_Task instructions_. Each line of the material must reappear unchanged in the answer.

_Data supplied_.
*** Begin section ***
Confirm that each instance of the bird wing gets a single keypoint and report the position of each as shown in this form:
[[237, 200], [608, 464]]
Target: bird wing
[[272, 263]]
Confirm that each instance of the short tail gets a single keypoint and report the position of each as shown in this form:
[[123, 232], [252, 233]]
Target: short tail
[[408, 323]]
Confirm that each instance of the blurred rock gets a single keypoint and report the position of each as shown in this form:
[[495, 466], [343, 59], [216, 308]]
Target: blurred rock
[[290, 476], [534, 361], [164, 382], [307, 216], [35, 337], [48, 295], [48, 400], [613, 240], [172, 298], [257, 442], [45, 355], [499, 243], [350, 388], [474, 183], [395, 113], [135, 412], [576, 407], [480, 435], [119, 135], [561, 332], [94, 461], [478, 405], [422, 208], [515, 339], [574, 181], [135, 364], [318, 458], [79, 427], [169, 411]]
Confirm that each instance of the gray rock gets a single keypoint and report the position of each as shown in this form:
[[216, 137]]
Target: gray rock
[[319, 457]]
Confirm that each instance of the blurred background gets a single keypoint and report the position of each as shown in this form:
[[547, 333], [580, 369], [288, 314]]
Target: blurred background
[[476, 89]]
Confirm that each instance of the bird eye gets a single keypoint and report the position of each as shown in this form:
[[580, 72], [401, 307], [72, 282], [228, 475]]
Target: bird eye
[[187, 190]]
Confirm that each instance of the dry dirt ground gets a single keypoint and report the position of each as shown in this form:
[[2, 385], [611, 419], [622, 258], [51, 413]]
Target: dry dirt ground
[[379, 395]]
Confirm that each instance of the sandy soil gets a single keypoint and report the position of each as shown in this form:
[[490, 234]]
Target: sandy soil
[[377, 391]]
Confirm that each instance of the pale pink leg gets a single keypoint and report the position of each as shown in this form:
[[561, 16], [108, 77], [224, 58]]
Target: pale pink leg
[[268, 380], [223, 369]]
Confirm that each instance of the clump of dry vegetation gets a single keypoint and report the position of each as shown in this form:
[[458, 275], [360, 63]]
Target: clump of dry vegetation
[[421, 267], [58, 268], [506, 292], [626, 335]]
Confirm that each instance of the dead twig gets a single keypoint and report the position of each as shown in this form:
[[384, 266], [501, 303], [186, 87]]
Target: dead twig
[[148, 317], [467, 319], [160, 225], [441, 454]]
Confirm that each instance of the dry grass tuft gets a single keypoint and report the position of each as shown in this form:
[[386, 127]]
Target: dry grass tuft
*** End section ***
_Response area_.
Confirm that each instance of the bird wing gets a single keypoint and report the position of each as shown in this form:
[[237, 200], [608, 464]]
Target: bird wing
[[272, 263]]
Confirm that each instance of the short tail gets a single keypoint and report the position of each as shown in this form:
[[123, 232], [252, 233]]
Target: short tail
[[408, 323]]
Confirm that each instance of the blurred rock gets a single keypoint and report the position of each as shown in this form:
[[495, 466], [343, 59], [216, 308]]
Target: blurred rock
[[290, 476], [534, 361], [164, 382], [307, 216], [35, 337], [48, 295], [48, 400], [613, 240], [172, 298], [257, 442], [45, 355], [499, 243], [350, 388], [474, 183], [395, 113], [135, 412], [576, 407], [480, 435], [119, 135], [561, 332], [94, 461], [478, 405], [422, 208], [515, 339], [574, 181], [135, 364], [318, 458], [79, 427], [169, 411]]
Confirm that each instance of the gray rock gets a single keypoint and report the position of each as shown in this form:
[[216, 137]]
Target: gray rock
[[319, 457]]
Confirm that each instance of the blurred background gets a single keypoint and report the position of each as shown in this form:
[[547, 333], [580, 369], [288, 314]]
Target: blurred background
[[476, 89]]
Confirm that each instance of the bird eye gets a single keypoint and report the position of each as shown in this form:
[[580, 72], [401, 307], [72, 282], [228, 475]]
Target: bird eye
[[187, 190]]
Confirm that each instance of the dry dirt ground gets a single keypoint and report the position of each as shown in this form:
[[2, 385], [611, 419], [622, 258], [51, 413]]
Target: dry dirt ground
[[379, 395]]
Confirm that each instance of the sandy soil gets a single keypoint and report the position of each as shown in this form:
[[490, 234]]
Target: sandy soil
[[377, 391]]
Confirm that each instance of the pale pink leg gets a single keypoint and report the position of each as shown in this form:
[[561, 16], [108, 77], [224, 58]]
Target: pale pink leg
[[268, 380], [223, 369]]
Confirm that each instance of the clump of dry vegetation gets a single keypoint and report the position of each as shown in this form:
[[458, 275], [360, 63]]
Target: clump of dry vegetation
[[421, 267], [58, 268], [506, 292], [626, 335]]
Confirm that each instance of the dead twig gets a single keypoint and report the position of each as shown in this form:
[[384, 266], [501, 303], [186, 87]]
Target: dead twig
[[148, 317], [467, 319], [160, 225], [441, 454]]
Confirm that each instance of the dry grass tuft gets a single keypoint and report the position of each as shown in this form:
[[386, 127]]
Target: dry grass tuft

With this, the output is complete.